• _What the task requires_: Write the line that includes "like (381, 319)." and all subsequent lines, exactly as written, and nothing more.

• _Records supplied_:
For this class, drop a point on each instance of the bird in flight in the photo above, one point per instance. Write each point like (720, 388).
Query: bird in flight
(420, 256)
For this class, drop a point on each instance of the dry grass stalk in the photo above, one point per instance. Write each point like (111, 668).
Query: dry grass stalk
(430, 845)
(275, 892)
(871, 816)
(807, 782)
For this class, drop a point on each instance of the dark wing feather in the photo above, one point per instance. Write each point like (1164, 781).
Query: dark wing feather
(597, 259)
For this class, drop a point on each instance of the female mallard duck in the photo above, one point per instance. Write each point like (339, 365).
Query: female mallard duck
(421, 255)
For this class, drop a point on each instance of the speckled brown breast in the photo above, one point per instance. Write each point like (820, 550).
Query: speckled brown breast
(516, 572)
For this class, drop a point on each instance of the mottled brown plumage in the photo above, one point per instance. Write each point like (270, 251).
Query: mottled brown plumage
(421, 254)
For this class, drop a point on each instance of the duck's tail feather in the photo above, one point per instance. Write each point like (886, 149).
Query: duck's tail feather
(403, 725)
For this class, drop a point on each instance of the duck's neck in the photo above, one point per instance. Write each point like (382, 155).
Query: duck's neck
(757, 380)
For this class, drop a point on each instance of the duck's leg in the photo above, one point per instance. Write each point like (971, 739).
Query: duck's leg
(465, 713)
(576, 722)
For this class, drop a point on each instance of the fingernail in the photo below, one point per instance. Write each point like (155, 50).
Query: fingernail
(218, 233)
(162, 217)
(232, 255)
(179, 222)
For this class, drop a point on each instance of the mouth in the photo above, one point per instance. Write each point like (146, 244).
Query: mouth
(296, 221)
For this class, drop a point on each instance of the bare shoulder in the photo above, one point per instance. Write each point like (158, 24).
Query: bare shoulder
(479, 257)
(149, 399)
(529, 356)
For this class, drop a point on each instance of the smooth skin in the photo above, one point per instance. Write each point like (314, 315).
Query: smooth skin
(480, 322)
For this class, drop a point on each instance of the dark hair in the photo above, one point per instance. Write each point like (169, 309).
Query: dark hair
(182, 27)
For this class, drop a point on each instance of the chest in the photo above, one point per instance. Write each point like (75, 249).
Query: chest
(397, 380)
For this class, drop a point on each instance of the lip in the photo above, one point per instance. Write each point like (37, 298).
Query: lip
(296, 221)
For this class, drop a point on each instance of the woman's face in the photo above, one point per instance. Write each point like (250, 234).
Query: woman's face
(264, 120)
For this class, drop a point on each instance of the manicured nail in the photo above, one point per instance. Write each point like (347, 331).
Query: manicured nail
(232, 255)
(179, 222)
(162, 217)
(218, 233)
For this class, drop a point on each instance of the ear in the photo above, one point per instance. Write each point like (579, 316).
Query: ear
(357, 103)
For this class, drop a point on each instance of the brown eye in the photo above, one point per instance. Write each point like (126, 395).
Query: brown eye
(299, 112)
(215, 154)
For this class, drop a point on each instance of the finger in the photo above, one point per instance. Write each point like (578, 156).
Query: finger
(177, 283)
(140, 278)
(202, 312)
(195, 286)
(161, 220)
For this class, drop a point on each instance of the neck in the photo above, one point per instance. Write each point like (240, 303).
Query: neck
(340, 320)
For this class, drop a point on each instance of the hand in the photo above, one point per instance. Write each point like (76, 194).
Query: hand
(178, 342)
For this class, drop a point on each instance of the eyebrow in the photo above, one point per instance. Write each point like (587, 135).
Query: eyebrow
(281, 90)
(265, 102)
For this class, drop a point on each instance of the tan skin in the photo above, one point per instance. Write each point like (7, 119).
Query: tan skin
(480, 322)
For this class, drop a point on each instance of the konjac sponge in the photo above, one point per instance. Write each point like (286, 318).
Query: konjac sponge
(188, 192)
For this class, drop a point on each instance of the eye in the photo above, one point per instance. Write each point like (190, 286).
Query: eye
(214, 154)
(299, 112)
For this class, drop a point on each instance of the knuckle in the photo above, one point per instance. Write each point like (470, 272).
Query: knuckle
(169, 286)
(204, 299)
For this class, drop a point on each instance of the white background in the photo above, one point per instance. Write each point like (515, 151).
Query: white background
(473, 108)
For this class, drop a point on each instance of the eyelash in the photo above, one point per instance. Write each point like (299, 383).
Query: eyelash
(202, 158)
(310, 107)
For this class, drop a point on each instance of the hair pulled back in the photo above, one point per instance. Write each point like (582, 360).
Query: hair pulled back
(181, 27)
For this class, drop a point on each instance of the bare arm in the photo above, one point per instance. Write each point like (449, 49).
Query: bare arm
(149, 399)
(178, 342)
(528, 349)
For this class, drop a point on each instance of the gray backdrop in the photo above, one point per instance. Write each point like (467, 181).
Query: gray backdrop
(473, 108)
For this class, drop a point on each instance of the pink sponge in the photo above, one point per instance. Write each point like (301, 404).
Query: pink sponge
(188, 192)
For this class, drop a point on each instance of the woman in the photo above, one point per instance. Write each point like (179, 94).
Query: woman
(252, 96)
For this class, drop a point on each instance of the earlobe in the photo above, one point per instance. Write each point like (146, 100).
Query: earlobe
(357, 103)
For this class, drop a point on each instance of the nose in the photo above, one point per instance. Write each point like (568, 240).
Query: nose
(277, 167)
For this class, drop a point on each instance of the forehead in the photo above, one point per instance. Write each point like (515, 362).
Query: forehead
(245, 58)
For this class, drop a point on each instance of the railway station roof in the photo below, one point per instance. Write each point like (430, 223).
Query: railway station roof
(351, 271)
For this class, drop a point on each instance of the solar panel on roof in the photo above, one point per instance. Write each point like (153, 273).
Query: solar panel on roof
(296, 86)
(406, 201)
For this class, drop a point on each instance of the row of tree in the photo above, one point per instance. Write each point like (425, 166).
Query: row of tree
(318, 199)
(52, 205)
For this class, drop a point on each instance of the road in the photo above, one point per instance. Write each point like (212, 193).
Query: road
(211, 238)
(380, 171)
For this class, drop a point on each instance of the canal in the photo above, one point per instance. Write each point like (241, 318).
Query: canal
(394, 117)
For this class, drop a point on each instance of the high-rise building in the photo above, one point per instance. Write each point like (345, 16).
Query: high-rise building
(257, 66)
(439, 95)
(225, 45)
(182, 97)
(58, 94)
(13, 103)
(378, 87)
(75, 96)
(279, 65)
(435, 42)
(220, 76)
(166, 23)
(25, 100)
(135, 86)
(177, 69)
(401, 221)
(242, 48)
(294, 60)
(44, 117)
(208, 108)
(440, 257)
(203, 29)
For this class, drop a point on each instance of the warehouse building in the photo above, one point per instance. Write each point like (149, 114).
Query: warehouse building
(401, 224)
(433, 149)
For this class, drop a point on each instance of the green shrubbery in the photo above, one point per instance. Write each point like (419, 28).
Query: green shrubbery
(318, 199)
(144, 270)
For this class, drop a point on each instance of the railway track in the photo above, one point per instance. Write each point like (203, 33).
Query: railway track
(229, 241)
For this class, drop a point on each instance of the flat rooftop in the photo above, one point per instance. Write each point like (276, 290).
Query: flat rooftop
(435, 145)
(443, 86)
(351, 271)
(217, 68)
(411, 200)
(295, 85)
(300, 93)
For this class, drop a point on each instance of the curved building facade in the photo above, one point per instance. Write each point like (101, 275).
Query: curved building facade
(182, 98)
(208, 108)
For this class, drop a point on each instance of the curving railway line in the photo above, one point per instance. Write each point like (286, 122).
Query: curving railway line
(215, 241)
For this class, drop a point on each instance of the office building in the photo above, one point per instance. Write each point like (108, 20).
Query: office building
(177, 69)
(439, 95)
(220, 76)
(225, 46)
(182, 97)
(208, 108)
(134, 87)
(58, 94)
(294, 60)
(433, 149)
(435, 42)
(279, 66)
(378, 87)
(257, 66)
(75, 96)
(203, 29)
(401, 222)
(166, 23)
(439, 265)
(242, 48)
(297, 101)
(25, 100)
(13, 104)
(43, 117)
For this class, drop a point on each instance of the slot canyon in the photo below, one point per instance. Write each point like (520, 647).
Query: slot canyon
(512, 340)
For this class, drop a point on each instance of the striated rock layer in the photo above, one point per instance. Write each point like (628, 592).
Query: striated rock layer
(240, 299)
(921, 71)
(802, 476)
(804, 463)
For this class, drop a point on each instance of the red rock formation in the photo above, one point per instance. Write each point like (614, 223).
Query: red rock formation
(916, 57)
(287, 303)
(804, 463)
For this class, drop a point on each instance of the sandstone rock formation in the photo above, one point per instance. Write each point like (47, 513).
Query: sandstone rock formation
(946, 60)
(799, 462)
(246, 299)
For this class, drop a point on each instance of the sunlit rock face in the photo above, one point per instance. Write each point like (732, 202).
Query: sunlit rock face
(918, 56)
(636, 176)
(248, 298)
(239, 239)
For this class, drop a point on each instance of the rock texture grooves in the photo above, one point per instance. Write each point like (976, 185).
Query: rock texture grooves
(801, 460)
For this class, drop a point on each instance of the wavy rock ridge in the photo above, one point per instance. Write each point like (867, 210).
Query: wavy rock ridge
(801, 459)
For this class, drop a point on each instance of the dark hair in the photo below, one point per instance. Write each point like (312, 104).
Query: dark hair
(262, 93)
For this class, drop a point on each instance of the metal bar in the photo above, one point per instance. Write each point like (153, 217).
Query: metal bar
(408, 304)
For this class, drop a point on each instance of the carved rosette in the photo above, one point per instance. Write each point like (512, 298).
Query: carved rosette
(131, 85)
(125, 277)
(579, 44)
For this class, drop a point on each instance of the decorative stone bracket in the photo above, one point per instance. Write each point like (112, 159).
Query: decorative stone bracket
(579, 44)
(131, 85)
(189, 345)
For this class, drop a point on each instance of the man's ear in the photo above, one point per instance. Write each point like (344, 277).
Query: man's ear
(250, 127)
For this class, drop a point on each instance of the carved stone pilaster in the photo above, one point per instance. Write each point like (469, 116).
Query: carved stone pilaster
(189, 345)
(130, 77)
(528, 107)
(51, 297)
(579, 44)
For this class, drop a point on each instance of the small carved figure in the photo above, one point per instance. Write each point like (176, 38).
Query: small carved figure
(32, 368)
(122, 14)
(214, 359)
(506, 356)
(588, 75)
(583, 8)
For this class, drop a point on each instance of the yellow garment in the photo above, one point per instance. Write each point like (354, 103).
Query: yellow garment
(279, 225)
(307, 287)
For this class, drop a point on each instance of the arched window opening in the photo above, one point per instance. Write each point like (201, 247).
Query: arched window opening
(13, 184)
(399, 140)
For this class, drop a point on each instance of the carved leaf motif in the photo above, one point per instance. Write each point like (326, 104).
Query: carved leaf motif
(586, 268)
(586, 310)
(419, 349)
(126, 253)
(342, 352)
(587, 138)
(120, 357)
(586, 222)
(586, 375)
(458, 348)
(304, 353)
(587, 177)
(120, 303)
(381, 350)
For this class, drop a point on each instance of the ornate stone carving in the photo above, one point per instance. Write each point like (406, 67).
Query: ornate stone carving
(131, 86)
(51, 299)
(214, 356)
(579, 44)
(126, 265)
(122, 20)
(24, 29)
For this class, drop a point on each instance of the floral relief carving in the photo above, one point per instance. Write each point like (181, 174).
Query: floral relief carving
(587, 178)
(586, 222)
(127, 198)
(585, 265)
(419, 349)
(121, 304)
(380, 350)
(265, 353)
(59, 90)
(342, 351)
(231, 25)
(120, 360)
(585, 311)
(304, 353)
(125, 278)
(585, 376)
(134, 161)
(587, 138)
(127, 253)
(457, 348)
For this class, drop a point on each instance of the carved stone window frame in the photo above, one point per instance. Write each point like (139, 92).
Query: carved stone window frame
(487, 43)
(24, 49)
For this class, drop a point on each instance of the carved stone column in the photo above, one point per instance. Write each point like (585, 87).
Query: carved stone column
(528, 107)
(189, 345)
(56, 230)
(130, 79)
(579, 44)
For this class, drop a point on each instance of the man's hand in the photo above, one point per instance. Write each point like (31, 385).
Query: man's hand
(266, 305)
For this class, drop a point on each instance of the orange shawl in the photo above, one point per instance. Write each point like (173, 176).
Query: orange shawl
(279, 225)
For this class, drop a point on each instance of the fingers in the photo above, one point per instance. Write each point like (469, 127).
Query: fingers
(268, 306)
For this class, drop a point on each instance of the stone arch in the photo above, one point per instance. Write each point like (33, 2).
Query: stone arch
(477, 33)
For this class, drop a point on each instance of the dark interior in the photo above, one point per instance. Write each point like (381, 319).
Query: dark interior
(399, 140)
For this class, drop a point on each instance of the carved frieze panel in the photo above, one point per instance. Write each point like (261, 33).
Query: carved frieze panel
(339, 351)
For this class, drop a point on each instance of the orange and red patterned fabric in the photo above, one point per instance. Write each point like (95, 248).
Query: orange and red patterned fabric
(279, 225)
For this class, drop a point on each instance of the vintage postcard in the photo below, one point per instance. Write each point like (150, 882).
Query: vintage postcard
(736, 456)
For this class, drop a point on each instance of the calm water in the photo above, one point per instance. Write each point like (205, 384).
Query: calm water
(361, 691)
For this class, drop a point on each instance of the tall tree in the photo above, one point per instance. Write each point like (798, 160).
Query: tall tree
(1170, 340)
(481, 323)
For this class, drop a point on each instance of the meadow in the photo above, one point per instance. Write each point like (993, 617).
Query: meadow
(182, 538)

• _Reply to the task_:
For this class, drop a point on each instance of the dark interior in the photo above, one point per instance. Write each point like (381, 319).
Query: dark interior
(399, 140)
For this class, drop a point on each instance of the carved frieze panel in the photo above, one point per instance. Write each point like (261, 33).
Query: carved frieze panel
(339, 351)
For this class, drop a point on each instance of the orange and red patterned fabric in the photo above, one point per instance. Write each point like (95, 248).
Query: orange and red patterned fabric
(279, 225)
For this class, drop a point on each instance of the vintage postcard in the photo below, one point per instance. Write each point like (150, 882).
Query: vintage postcard
(736, 456)
For this class, drop a point on each instance of the calm water in the photo above, one point per instance. Write each point like (205, 384).
Query: calm water
(361, 691)
For this class, drop a point on each instance of the tall tree in the photo above, one point per instance. Write each point like (798, 160).
Query: tall tree
(1170, 340)
(481, 323)
For this class, drop a point on each instance of the meadow in the photo above, one point per instance. Write each point like (993, 617).
Query: meadow
(182, 538)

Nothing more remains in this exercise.